__What to work on__.
Please continue the piece on Diab's criticism of how Hollywood films depict Egypt, starting after its final paragraph.

__Extract__.
Diab forcefully spoke out against the upcoming "Black Adam" for opting to set the Dwayne Johnson-starring film in a fictional country rather than Egypt proper, though he also acknowledged that this is understandable given the specific comic run that the DC movie is following:

"I was really annoyed with DC when they set 'Black Adam' in a fictional Middle Eastern country as an excuse to cast non-Egyptians, when it was obviously meant to be in Egypt. Representation opportunities shouldn't be wasted. But it's not a full mistake since it's based on an iteration of the comics that doesn't mention Egypt."

A much less forgivable example stemmed from a controversial moment in "Wonder Woman 1984," which saw Gal Gadot's eponymous superhero end up near Cairo, Egypt for a spectacular action sequence set in the arid desert. The various visual inconsistencies and inaccurate portrayal of the nation's customs rankled Diab in particular. In his own words:

"You never see Cairo. You always see Jordan shot for Cairo, Morocco shot for Cairo, sometimes Spain shot for Cairo. This really angers us. I remember seeing 'Wonder Woman 1984' and there was a big sequence in Egypt and it was a disgrace for us. You had a sheik –- that doesn't make any sense to us. Egypt looked like a country from the Middle Ages. It looked like the desert."

Though no individual movie should bear the brunt of inauthentic cultural depictions, it's easy to see why any one of these instances would feel like a breaking point. Classics such as "Cleopatra," "The Ten Commandments," "The Mummy," and even those of recent vintage like "Indiana Jones" or "Exodus: Gods and Kings" show how far we still have to go.

__Supplied material__.

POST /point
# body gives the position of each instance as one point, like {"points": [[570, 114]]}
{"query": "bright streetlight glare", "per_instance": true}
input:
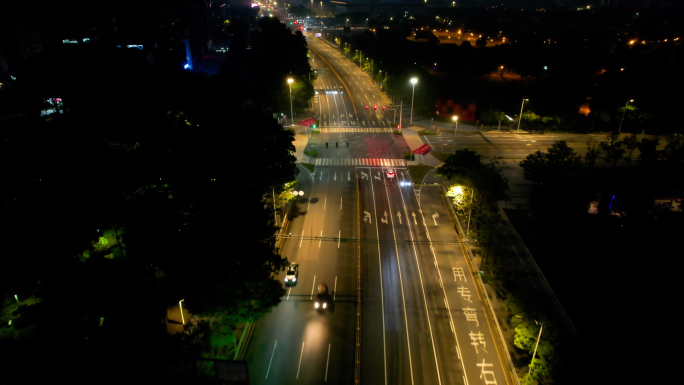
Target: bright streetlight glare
{"points": [[289, 83], [521, 107], [413, 81]]}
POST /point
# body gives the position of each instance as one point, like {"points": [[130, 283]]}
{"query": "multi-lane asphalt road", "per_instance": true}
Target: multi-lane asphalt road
{"points": [[423, 318]]}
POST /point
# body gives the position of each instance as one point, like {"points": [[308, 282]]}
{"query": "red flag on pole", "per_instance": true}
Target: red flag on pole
{"points": [[307, 122], [422, 150]]}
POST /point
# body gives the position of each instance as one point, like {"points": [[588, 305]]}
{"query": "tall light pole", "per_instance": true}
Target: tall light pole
{"points": [[623, 113], [521, 107], [455, 118], [413, 81], [289, 83], [535, 348]]}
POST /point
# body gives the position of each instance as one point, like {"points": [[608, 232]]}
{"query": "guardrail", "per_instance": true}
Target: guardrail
{"points": [[244, 341], [357, 353]]}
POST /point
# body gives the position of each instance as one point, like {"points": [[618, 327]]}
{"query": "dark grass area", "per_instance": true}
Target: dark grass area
{"points": [[615, 281]]}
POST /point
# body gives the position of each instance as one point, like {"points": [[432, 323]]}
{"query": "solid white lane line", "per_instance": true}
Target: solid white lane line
{"points": [[271, 361], [382, 295], [300, 360], [326, 364], [401, 283]]}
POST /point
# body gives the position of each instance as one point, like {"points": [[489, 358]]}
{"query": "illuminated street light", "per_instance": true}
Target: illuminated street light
{"points": [[413, 81], [521, 107], [535, 347], [180, 305], [289, 83], [623, 114], [455, 118]]}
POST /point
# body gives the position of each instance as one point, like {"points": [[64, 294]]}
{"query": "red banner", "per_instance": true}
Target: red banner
{"points": [[307, 122], [422, 150]]}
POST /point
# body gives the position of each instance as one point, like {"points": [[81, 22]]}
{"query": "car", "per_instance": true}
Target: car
{"points": [[291, 274], [322, 299]]}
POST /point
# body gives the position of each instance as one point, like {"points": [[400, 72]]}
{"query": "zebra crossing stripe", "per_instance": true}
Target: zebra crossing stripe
{"points": [[373, 162]]}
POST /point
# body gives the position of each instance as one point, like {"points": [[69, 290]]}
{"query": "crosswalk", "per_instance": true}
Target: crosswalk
{"points": [[360, 162], [356, 129]]}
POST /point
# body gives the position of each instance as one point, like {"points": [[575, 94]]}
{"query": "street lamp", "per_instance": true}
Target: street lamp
{"points": [[623, 113], [413, 81], [455, 118], [521, 107], [289, 83], [535, 347]]}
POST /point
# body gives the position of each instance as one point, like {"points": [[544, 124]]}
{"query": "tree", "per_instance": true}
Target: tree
{"points": [[590, 156], [648, 153], [492, 116], [613, 149], [631, 142], [554, 168], [673, 153]]}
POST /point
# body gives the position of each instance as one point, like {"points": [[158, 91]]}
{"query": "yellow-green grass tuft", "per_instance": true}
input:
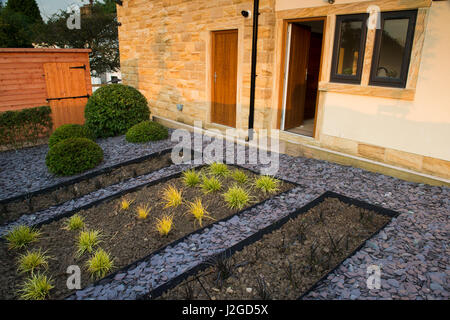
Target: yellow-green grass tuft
{"points": [[87, 241], [198, 211], [32, 260], [143, 211], [218, 169], [75, 222], [236, 197], [125, 203], [164, 225], [211, 184], [172, 197], [191, 178], [239, 176], [37, 287]]}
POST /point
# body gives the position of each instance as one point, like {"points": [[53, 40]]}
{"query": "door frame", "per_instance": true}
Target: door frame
{"points": [[210, 74], [284, 68]]}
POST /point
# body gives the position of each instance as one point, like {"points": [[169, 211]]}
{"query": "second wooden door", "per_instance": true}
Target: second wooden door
{"points": [[224, 77], [296, 84]]}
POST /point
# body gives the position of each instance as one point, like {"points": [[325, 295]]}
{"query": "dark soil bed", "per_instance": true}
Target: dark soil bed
{"points": [[10, 211], [124, 236], [284, 264]]}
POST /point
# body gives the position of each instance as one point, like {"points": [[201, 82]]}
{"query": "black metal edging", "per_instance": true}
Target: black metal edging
{"points": [[276, 225], [173, 243], [86, 176]]}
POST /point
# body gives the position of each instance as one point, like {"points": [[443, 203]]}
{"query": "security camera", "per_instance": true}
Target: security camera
{"points": [[246, 13]]}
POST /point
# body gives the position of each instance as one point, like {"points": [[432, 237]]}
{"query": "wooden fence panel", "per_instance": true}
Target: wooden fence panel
{"points": [[65, 86]]}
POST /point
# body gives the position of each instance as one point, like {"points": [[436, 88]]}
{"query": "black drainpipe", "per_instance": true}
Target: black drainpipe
{"points": [[251, 115]]}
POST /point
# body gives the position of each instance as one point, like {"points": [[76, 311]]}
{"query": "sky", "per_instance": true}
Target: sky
{"points": [[49, 7]]}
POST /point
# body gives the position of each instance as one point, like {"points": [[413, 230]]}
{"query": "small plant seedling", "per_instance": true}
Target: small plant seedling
{"points": [[267, 184], [143, 211], [172, 197], [236, 197], [32, 260], [37, 287], [125, 204], [188, 290], [262, 288], [210, 184], [164, 225], [87, 240], [199, 212], [100, 264], [218, 169], [335, 243], [75, 222], [191, 178], [20, 236], [239, 176]]}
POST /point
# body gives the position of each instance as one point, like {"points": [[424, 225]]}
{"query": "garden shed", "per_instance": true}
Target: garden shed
{"points": [[59, 78]]}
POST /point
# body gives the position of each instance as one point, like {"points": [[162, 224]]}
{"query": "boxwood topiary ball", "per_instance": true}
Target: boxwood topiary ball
{"points": [[73, 155], [69, 131], [146, 131], [115, 108]]}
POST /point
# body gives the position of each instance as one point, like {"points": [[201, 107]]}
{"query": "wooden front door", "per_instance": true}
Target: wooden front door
{"points": [[296, 84], [66, 92], [224, 77]]}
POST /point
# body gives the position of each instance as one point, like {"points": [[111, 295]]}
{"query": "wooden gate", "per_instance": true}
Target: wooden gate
{"points": [[67, 94]]}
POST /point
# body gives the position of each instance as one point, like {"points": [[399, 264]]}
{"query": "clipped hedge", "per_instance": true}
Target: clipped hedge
{"points": [[69, 131], [73, 155], [115, 108], [146, 131], [26, 125]]}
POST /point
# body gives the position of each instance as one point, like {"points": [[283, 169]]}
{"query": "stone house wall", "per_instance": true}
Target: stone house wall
{"points": [[165, 52]]}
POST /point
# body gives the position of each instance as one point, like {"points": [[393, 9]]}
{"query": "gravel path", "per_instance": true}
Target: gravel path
{"points": [[24, 170], [412, 251]]}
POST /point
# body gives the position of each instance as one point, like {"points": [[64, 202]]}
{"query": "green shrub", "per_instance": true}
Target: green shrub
{"points": [[73, 155], [146, 131], [27, 125], [67, 131], [115, 108]]}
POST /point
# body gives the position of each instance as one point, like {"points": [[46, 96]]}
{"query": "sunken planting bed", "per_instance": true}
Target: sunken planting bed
{"points": [[12, 208], [131, 226], [286, 260]]}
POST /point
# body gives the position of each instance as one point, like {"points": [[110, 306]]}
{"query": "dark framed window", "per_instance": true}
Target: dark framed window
{"points": [[392, 50], [349, 47]]}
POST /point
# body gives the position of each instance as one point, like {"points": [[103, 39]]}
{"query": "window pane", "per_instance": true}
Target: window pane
{"points": [[392, 48], [349, 47]]}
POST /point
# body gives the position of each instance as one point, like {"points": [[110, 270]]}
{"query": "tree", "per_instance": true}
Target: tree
{"points": [[18, 20], [98, 32], [29, 8]]}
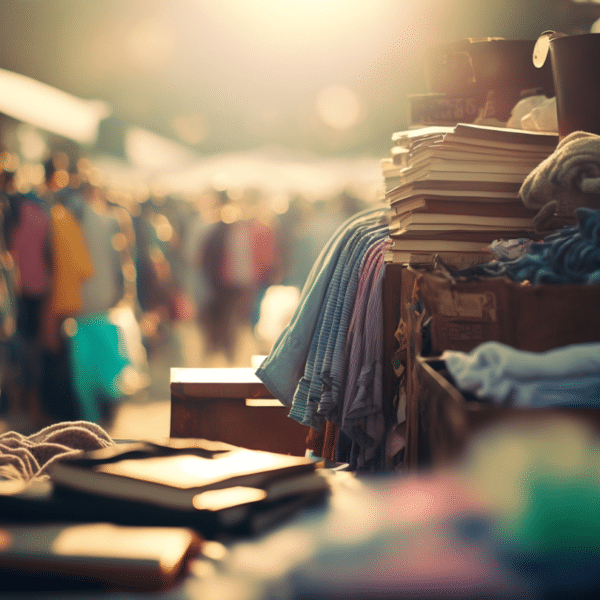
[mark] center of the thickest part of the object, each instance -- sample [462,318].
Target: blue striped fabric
[283,368]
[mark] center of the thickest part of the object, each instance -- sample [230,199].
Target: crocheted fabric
[28,457]
[568,179]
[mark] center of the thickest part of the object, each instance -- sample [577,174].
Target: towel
[27,458]
[568,179]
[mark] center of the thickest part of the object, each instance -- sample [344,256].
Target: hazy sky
[329,76]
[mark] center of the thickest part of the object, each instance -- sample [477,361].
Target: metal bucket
[575,61]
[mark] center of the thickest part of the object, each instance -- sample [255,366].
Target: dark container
[575,61]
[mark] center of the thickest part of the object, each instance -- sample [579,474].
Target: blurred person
[70,265]
[153,279]
[238,259]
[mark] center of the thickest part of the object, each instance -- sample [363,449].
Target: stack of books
[454,190]
[210,487]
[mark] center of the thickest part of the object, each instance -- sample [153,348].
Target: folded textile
[28,457]
[567,376]
[570,255]
[568,179]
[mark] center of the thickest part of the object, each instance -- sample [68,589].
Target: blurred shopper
[238,259]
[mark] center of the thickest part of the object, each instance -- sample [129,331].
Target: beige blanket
[28,457]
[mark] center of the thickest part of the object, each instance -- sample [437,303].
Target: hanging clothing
[284,367]
[340,391]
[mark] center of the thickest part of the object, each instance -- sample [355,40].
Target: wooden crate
[232,405]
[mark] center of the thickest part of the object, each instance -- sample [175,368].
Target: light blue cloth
[308,393]
[284,366]
[567,376]
[340,300]
[345,355]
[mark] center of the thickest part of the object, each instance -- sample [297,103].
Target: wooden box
[448,419]
[232,405]
[465,314]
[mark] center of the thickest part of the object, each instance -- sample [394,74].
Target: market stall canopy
[51,109]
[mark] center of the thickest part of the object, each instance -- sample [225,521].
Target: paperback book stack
[454,190]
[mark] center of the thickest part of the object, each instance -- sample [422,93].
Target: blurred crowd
[92,280]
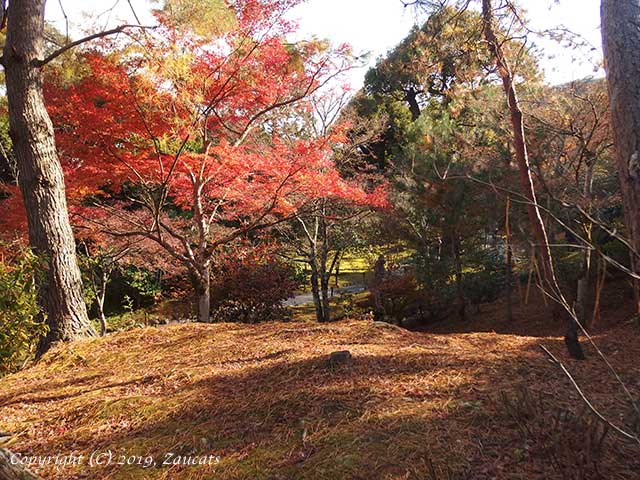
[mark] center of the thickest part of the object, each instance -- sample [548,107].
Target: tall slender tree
[621,44]
[40,175]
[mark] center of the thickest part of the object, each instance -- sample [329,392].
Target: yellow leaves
[207,18]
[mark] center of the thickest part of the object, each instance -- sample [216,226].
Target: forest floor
[263,402]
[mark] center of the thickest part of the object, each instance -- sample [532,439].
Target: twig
[584,398]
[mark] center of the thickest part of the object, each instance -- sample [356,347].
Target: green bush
[20,325]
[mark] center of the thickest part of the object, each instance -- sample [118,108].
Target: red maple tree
[191,142]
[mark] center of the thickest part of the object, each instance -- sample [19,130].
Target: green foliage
[20,325]
[143,283]
[485,278]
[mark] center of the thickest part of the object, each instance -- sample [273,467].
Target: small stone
[343,357]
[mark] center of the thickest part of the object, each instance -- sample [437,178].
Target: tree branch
[69,46]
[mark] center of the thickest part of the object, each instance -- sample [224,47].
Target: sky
[376,26]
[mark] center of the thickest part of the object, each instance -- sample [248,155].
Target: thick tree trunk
[621,44]
[11,469]
[40,176]
[543,251]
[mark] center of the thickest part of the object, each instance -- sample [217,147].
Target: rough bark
[100,302]
[315,288]
[584,278]
[543,251]
[40,176]
[12,470]
[621,44]
[203,292]
[508,261]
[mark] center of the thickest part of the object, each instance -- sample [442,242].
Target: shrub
[251,289]
[20,325]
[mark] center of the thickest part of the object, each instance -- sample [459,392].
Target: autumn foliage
[190,141]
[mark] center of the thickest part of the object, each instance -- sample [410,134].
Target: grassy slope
[247,394]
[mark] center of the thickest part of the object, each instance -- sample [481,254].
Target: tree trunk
[10,469]
[457,264]
[315,289]
[584,279]
[103,318]
[203,292]
[548,277]
[40,177]
[621,45]
[508,261]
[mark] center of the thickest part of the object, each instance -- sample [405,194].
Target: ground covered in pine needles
[263,402]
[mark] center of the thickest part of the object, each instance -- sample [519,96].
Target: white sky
[376,26]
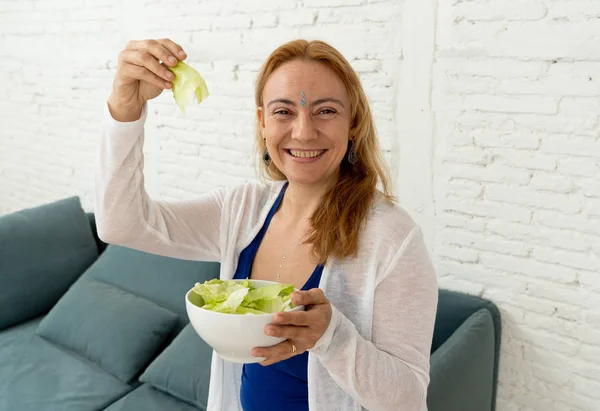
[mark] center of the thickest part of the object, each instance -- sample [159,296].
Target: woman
[320,223]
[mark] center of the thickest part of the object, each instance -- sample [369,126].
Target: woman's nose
[303,128]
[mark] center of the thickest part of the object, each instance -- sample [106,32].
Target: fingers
[174,48]
[136,72]
[288,331]
[313,296]
[156,49]
[302,318]
[276,353]
[145,60]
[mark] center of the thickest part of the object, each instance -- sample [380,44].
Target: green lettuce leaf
[233,297]
[187,83]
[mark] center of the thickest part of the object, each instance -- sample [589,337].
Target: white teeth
[306,154]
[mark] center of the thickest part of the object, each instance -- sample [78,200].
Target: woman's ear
[260,117]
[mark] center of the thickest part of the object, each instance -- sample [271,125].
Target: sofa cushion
[43,250]
[183,369]
[115,329]
[147,398]
[36,375]
[160,279]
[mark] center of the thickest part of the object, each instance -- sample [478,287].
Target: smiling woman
[319,222]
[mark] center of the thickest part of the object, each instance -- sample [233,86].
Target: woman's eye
[326,111]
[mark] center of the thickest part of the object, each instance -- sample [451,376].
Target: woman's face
[305,121]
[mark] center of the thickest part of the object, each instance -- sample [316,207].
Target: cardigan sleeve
[391,372]
[127,216]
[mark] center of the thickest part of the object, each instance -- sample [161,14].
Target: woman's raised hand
[141,75]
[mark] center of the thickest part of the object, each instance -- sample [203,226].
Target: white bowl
[233,336]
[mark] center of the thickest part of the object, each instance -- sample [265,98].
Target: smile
[306,153]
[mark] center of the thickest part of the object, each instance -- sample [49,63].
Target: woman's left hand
[301,328]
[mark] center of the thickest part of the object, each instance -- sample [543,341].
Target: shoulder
[389,222]
[252,194]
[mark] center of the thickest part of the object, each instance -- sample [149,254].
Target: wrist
[124,112]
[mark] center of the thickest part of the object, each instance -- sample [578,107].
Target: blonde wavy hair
[336,223]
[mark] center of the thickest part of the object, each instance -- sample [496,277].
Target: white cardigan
[375,353]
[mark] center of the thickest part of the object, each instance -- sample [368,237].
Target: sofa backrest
[162,280]
[453,309]
[43,250]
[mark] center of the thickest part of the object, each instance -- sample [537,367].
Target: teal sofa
[89,326]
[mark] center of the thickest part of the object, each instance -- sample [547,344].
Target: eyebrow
[314,103]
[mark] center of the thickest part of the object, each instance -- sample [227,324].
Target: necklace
[280,266]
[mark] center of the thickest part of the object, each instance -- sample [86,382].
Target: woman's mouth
[305,155]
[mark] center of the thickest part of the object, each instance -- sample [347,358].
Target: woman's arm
[125,215]
[391,372]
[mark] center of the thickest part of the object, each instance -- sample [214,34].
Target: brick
[561,202]
[552,182]
[585,167]
[527,159]
[331,3]
[464,188]
[366,66]
[467,154]
[578,146]
[586,386]
[457,284]
[572,294]
[527,267]
[540,235]
[592,208]
[463,222]
[590,279]
[589,187]
[497,10]
[233,21]
[459,254]
[487,209]
[490,174]
[492,279]
[265,20]
[485,243]
[521,104]
[295,18]
[252,7]
[575,10]
[482,67]
[567,258]
[502,139]
[569,41]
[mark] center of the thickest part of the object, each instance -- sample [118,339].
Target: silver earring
[266,158]
[352,156]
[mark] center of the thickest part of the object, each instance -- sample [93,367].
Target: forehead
[314,78]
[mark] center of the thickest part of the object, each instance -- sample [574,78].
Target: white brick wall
[487,110]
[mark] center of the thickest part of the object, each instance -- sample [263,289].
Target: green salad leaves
[187,83]
[233,297]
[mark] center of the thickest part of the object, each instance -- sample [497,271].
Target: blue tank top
[284,385]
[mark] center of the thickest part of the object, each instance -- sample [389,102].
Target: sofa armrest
[463,369]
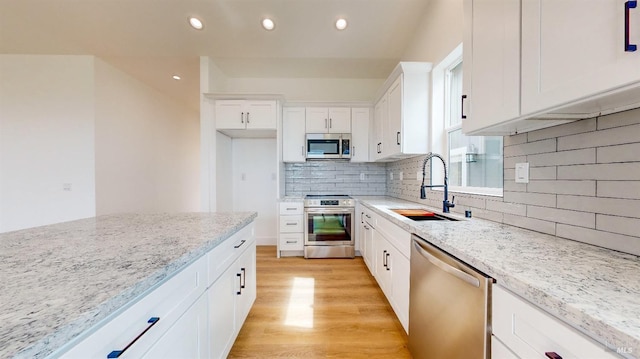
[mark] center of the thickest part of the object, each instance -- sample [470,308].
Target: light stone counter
[59,280]
[593,289]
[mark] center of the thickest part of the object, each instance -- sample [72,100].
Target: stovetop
[328,200]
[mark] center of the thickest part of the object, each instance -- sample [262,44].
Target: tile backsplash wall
[335,177]
[584,182]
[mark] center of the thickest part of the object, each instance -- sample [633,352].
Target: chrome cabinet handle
[462,115]
[116,353]
[469,279]
[552,355]
[627,7]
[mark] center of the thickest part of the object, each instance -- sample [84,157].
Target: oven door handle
[329,210]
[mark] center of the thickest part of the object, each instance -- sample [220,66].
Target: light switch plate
[522,172]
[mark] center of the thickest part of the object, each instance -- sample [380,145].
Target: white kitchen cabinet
[402,113]
[574,50]
[246,114]
[328,120]
[360,134]
[491,63]
[290,228]
[293,134]
[529,332]
[187,338]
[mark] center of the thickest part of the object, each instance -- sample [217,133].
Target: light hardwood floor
[318,308]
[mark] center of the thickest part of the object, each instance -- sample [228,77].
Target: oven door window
[329,228]
[323,147]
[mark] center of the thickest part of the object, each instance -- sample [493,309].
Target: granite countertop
[593,289]
[59,280]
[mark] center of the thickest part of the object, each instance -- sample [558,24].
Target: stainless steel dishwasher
[449,306]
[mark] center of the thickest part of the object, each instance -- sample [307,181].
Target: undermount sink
[421,215]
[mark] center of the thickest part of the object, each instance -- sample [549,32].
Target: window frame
[440,130]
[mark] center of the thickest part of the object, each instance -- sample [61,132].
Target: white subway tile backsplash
[608,137]
[619,189]
[530,148]
[614,241]
[582,219]
[571,128]
[574,157]
[584,188]
[621,153]
[605,171]
[620,225]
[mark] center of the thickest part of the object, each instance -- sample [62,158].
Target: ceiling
[151,39]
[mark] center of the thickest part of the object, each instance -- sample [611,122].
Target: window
[475,163]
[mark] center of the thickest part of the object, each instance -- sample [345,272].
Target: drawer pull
[628,5]
[116,353]
[552,355]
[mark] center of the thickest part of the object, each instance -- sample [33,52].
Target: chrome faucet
[423,195]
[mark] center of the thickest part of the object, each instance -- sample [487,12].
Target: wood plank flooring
[318,308]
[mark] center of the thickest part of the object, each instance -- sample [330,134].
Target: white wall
[439,32]
[147,147]
[254,183]
[46,140]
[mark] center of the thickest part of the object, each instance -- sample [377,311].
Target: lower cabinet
[521,330]
[197,313]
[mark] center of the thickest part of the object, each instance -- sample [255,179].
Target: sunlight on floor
[300,308]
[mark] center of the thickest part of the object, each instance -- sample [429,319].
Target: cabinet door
[392,133]
[340,120]
[261,115]
[491,63]
[379,120]
[246,276]
[360,135]
[317,119]
[573,49]
[230,114]
[293,135]
[398,265]
[222,297]
[187,338]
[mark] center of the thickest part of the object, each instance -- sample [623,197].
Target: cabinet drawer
[291,241]
[166,302]
[530,333]
[291,224]
[291,208]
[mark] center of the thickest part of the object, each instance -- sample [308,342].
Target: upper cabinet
[360,134]
[532,64]
[328,119]
[293,135]
[246,114]
[401,115]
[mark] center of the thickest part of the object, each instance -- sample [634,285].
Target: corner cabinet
[246,114]
[556,62]
[401,123]
[293,134]
[196,313]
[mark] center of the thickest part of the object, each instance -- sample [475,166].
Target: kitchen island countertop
[59,280]
[593,289]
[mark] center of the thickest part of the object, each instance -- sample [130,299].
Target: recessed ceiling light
[341,24]
[268,24]
[196,23]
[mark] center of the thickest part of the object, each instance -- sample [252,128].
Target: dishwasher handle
[469,279]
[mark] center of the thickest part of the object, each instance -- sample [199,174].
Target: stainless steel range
[329,226]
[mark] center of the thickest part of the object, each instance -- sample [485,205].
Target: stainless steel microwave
[328,145]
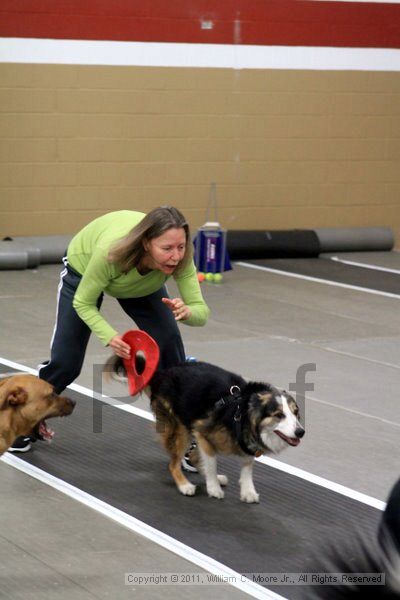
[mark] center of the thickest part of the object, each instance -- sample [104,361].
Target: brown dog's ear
[17,396]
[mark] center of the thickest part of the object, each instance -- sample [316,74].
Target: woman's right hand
[120,347]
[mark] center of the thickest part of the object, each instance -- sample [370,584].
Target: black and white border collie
[225,415]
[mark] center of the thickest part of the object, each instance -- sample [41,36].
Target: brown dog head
[25,401]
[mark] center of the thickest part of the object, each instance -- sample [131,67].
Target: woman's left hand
[179,308]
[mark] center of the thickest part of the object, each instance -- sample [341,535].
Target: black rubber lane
[116,457]
[330,270]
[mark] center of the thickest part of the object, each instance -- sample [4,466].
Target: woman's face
[166,251]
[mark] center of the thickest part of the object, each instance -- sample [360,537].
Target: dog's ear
[17,396]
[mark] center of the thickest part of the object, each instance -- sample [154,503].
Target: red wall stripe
[257,22]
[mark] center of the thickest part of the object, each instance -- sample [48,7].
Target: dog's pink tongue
[45,432]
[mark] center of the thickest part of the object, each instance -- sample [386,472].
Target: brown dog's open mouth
[290,441]
[43,432]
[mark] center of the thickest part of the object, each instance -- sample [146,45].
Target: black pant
[71,334]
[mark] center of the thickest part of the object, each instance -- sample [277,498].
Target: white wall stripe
[326,483]
[201,560]
[365,265]
[152,54]
[317,280]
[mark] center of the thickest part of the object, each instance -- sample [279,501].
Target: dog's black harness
[234,392]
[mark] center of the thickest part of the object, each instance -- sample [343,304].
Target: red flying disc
[140,342]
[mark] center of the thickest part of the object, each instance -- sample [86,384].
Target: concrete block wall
[287,148]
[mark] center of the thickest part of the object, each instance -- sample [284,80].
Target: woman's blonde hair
[129,250]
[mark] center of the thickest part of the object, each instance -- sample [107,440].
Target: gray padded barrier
[30,252]
[355,239]
[13,256]
[52,247]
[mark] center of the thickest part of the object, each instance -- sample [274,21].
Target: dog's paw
[249,496]
[223,480]
[187,489]
[215,491]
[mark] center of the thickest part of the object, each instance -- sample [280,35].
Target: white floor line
[281,466]
[201,560]
[318,280]
[331,485]
[364,265]
[353,411]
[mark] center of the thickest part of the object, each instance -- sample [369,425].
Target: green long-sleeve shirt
[87,254]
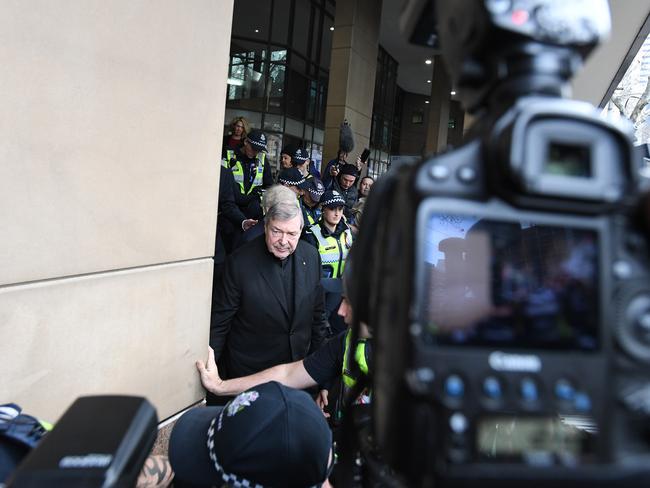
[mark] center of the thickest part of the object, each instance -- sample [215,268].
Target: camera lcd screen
[536,440]
[568,160]
[510,284]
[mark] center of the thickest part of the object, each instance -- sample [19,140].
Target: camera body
[518,348]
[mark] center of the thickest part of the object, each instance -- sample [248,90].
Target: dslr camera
[517,351]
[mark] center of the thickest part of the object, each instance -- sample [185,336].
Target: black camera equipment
[509,293]
[99,441]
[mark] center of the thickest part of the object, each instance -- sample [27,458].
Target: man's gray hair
[277,194]
[284,210]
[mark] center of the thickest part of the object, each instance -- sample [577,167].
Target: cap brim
[332,285]
[315,196]
[188,450]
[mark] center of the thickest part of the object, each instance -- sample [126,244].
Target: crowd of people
[280,321]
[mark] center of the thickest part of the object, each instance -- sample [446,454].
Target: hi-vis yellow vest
[238,171]
[333,251]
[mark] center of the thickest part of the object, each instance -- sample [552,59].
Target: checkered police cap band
[316,192]
[229,478]
[287,182]
[333,201]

__Response for this exercise__.
What Moon Knight gets right

So with all that important context established, how does "Moon Knight" address these potentially thorny issues?

First of all, there's the casting of May Calamawy as Layla El-Faouly, the estranged wife of Oscar Isaac's Marc Spector and an important addition of authentic Arab representation. In fact, IGN revealed that Mohamed Diab was responsible for changing the character's background from half-Egyptian to fully Egyptian. The director previously explained how this approach extended to multiple levels of production on "Moon Knight," including composing and editing:

"And what we did on 'Moon Knight' was the first step of trying to normalize us as human beings, through the Layla (May Calamawy) character. It's very important to see us. And by the end of the show, there's going to be a couple of surprises about Egypt that are very important. So I would call this a very important first step into understanding our culture a little bit. I also got an Egyptian composer [Hesham Nazih], and one of the three editors is Ahmed Hafez, an Egyptian. Even the rap songs and music that we used were all [producer] Sarah [Goher]'s suggestions. But I'm so proud of it, and I feel like it's going to give you an experience and a feeling that is unique and different."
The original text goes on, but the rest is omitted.